### Study text:
·····

I appreciate the views expressed in the dissents written by Justice Labarga and Justice Perry. I echo the sentiment that Justice Labarga highlights in his dissent: “[T]he imposition of an inflexible bright-line cutoff score of 70, even if recognized as often describing the upper range of mild mental retardation, is not in every case an appropriate way to enforce the restriction on execution of the mentally retarded.” Dissenting op. at 27 (Labarga, J.). Unquestionably, clinical definitions of mental retardation recognize the need for application of the SEM and the use of clinical judgment. In fact, the American Psychiatric Association (APA) proposes a revision to the definition of mental retardation that will replace the use of a numerical score for mental retardation and instead refer to an Intellectual Development Disorder (IDD). However, unless this Court were to recede from Cherry, 959 So.2d at 712–13, as reaffirmed in Nixon v. State, 2 So.3d 137, 142–43 (Fla.2009), and more recently in Franqui v. State, 59 So.3d 82, 92–94 (Fla.2011), a plain language interpretation of Florida's bright-line cutoff score of 70 will remain the rule of law in this state.
Florida, while not unique in its use of a bright-line cutoff score of 70, is not in the majority, although there is no clear national consensus. Among the states around the nation that continue to have the death penalty, ten states have a statutory bright-line rule that do not apply the SEM, including Florida.4 On the other hand, sixteen states do apply the SEM, including ten states without a statutory bright-line cutoff.5 At least an additional two states through court decision do not apply the SEM.6 The application of the SEM to IQ scores in the remaining four states is unclear.7
This national survey of the states that have the death penalty illustrates that there is no clear consensus among the states regarding the use of the SEM, but the use of a bright-line cut off in some states versus the use of the SEM in other states indicates that there will be some inconsistency in findings of mental retardation based on the exact same circumstances.

·····

### Task prompt:
In the opinion on Florida's IQ cutoff score, how many death-penalty states apply the SEM?

·····

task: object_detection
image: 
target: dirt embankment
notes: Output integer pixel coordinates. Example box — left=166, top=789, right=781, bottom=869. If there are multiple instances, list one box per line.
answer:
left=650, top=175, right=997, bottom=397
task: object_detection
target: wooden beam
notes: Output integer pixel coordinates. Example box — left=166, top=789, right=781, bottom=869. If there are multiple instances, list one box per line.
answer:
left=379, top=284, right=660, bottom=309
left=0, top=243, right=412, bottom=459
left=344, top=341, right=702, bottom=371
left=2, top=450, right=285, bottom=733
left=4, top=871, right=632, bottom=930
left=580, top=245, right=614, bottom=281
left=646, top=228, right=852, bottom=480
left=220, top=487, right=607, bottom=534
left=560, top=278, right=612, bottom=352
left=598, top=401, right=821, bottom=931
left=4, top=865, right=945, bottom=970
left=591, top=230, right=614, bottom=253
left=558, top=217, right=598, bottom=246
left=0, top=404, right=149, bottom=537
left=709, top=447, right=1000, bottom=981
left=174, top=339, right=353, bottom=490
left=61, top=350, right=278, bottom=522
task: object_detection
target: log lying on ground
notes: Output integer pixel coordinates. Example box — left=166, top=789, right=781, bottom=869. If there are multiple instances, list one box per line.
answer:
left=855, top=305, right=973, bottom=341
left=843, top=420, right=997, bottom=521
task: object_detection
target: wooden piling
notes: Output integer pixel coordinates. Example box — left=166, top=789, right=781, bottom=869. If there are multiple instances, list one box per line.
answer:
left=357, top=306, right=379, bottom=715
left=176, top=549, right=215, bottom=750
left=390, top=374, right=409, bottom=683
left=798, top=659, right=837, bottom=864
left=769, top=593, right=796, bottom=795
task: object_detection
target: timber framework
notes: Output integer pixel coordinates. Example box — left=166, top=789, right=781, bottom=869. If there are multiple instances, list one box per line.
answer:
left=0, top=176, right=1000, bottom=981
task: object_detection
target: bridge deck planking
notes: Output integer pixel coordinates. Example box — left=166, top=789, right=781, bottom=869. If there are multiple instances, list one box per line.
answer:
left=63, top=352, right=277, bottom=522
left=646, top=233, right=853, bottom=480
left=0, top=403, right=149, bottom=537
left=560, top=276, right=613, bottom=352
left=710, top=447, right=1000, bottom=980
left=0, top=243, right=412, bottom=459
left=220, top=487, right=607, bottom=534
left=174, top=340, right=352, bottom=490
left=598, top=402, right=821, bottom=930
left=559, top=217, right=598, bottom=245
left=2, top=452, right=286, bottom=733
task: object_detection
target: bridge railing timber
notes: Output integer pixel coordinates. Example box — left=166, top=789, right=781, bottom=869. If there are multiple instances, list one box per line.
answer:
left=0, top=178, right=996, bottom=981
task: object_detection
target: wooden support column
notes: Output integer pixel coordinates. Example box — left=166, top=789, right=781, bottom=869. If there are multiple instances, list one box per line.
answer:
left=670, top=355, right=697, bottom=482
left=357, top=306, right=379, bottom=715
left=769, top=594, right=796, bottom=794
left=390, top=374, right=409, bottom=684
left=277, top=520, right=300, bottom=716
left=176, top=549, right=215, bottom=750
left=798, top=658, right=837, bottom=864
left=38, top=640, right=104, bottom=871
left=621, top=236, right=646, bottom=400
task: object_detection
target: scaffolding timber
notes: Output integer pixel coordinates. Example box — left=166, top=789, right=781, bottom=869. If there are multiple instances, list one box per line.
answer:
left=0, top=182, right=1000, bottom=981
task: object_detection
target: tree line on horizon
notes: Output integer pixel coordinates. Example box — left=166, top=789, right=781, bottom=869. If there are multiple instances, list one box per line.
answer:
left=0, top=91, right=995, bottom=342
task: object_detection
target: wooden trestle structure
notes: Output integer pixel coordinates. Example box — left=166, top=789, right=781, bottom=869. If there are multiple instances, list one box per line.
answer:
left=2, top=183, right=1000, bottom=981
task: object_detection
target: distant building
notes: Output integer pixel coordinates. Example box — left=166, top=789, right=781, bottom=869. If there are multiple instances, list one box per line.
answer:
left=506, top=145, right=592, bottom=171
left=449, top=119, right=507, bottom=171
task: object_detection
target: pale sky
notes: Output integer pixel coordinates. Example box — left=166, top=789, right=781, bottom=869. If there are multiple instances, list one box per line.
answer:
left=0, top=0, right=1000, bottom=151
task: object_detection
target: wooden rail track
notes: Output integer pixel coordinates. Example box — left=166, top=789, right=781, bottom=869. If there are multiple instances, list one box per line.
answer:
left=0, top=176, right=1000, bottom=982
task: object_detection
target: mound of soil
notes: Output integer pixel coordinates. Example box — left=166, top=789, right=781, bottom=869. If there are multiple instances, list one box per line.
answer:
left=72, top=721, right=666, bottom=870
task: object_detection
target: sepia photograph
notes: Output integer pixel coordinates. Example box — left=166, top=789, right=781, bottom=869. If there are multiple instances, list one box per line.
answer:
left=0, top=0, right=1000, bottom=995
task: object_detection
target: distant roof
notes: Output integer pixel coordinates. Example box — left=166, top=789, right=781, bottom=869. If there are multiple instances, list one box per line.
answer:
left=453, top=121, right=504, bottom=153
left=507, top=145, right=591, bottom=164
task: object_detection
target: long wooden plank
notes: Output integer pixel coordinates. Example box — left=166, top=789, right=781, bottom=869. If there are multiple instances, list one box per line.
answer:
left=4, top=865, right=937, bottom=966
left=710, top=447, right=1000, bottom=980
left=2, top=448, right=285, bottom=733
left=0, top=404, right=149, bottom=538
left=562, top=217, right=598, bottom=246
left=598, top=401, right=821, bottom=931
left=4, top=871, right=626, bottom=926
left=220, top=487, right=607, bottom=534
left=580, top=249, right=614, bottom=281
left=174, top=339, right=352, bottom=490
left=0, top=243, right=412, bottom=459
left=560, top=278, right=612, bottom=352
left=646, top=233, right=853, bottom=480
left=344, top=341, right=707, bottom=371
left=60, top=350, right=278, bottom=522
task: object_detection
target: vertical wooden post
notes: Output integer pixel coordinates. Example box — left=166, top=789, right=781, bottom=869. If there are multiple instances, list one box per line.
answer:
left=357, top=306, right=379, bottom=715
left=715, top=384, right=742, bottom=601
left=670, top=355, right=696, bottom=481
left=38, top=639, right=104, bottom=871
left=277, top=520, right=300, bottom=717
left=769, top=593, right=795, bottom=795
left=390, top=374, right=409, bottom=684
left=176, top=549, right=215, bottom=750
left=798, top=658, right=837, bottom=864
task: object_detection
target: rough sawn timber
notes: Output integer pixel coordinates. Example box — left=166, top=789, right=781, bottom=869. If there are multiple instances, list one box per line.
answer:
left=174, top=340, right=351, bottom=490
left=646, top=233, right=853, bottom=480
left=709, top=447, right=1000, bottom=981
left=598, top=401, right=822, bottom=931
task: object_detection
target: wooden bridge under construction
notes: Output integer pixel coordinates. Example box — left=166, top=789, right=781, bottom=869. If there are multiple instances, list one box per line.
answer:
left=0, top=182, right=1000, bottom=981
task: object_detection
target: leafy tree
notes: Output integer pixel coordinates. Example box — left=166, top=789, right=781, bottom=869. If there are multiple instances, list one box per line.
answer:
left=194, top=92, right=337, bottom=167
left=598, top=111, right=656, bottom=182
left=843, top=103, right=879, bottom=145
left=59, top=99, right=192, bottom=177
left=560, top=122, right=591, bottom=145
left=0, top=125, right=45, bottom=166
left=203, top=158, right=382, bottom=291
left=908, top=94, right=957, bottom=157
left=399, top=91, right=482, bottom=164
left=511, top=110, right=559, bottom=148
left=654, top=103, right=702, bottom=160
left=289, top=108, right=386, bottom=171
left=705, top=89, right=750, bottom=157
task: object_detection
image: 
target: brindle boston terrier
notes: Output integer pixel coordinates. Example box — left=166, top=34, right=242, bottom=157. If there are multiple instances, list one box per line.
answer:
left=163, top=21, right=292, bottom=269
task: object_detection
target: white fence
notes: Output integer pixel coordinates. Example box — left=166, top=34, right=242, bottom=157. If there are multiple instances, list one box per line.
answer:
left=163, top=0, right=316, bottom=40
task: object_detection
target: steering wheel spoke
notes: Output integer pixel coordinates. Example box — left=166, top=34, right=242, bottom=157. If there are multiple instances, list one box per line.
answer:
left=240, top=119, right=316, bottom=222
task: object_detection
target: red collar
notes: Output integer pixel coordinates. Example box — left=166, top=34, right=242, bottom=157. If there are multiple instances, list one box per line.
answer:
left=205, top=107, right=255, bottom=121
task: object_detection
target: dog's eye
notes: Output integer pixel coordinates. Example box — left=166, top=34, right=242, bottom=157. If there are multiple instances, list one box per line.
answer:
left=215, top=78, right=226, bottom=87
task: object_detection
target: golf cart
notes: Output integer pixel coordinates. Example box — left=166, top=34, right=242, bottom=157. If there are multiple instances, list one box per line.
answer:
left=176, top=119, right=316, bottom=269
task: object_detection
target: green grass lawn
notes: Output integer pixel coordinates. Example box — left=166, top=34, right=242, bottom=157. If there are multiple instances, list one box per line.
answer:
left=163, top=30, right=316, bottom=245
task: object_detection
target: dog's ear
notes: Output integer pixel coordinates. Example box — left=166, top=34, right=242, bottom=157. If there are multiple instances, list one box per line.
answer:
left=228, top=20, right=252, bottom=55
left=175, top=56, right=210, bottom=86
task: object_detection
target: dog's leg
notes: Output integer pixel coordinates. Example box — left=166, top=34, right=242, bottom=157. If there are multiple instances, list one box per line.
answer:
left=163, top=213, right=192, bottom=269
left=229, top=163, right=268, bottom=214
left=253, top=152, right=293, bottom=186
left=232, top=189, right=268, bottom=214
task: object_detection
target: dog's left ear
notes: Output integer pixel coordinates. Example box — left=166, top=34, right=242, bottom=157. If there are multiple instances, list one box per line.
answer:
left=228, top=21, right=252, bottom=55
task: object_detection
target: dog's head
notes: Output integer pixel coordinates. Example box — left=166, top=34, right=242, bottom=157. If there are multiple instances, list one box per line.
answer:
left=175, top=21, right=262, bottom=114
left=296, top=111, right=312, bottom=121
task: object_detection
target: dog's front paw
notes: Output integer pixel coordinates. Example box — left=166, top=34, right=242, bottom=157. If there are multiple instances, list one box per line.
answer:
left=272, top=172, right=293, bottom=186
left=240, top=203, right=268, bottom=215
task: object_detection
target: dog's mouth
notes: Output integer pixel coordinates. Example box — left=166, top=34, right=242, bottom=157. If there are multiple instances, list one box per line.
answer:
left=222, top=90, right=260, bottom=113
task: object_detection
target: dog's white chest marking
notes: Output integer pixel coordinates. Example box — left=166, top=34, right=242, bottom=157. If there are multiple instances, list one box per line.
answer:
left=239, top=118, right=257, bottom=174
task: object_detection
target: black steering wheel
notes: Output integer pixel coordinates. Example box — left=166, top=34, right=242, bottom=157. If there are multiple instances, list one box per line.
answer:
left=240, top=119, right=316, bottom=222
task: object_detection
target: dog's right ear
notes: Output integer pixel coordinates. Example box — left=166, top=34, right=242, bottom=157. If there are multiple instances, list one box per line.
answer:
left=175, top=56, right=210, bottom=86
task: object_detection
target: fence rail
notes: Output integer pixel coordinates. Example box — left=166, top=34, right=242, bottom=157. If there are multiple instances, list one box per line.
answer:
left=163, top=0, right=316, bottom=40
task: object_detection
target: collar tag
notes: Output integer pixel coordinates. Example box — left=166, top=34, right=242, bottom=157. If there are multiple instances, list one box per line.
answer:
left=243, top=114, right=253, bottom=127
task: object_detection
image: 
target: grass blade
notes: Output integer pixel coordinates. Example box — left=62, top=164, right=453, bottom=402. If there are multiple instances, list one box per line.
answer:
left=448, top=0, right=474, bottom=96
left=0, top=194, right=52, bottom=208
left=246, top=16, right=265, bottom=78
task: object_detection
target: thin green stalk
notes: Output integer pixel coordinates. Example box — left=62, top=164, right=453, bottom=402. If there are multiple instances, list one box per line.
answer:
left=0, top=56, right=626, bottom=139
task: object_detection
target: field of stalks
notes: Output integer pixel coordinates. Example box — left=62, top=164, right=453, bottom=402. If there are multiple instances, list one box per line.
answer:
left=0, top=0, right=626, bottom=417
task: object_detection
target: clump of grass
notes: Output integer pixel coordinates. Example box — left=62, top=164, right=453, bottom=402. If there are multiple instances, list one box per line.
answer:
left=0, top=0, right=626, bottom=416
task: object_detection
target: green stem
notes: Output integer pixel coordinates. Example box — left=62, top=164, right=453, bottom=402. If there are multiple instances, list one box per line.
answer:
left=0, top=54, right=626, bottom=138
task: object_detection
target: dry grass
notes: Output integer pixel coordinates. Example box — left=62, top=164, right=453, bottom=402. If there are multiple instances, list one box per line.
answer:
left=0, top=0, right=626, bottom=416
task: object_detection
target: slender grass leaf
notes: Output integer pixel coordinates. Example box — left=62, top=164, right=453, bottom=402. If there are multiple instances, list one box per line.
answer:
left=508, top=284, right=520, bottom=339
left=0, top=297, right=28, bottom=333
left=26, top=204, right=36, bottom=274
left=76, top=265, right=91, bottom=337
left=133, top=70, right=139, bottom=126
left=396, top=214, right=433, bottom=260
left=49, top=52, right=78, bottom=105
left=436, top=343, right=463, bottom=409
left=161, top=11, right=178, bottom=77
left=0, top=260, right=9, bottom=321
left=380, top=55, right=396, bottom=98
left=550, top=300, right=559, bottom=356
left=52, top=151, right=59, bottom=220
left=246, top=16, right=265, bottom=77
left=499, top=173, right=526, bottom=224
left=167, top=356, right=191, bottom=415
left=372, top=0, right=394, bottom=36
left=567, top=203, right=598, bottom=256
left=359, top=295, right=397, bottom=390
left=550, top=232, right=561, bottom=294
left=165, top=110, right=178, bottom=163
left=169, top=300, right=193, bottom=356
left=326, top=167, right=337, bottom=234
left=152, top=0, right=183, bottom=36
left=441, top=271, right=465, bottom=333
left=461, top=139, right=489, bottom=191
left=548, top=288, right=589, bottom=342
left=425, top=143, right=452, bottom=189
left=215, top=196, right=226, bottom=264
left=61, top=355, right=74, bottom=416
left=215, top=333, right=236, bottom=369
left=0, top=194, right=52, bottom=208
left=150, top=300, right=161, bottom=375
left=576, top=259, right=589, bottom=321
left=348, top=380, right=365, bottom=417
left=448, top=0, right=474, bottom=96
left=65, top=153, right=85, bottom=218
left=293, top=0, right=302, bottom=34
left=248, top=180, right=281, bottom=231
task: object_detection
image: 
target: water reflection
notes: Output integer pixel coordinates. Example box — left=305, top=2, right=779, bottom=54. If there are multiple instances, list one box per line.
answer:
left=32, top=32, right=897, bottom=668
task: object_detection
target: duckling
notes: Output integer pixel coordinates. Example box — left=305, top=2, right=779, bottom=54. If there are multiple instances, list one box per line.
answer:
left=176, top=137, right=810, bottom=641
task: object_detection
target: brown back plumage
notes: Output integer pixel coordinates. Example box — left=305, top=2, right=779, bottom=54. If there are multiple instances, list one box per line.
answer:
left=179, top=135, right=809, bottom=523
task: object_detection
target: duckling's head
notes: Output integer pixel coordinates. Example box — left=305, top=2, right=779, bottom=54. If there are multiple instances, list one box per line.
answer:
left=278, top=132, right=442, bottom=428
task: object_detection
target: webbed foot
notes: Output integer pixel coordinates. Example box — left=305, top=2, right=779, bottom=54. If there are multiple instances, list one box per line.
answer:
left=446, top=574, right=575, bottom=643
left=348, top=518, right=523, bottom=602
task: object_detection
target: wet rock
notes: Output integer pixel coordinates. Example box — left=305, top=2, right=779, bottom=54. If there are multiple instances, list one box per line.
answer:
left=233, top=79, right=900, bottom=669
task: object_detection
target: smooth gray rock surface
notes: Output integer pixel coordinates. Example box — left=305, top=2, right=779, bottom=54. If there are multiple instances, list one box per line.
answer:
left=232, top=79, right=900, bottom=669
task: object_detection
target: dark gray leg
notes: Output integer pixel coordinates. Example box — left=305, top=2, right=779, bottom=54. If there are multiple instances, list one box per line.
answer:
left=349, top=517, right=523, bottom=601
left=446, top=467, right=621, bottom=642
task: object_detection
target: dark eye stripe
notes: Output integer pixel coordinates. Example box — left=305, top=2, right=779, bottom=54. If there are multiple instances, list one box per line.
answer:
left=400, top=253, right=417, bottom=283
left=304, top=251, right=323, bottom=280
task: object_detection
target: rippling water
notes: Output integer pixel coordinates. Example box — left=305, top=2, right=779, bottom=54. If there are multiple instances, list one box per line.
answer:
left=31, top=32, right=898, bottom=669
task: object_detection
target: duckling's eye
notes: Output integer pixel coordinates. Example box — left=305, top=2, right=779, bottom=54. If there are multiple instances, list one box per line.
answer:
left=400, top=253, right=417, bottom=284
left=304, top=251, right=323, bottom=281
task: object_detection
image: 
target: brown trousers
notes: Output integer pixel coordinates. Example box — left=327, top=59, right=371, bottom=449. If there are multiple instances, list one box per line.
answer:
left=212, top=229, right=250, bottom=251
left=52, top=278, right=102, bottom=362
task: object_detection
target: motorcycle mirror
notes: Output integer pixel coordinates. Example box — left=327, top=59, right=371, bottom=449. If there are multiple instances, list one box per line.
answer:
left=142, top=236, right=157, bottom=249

·····

### Written solution:
Sixteen states, including ten without a statutory bright-line cutoff.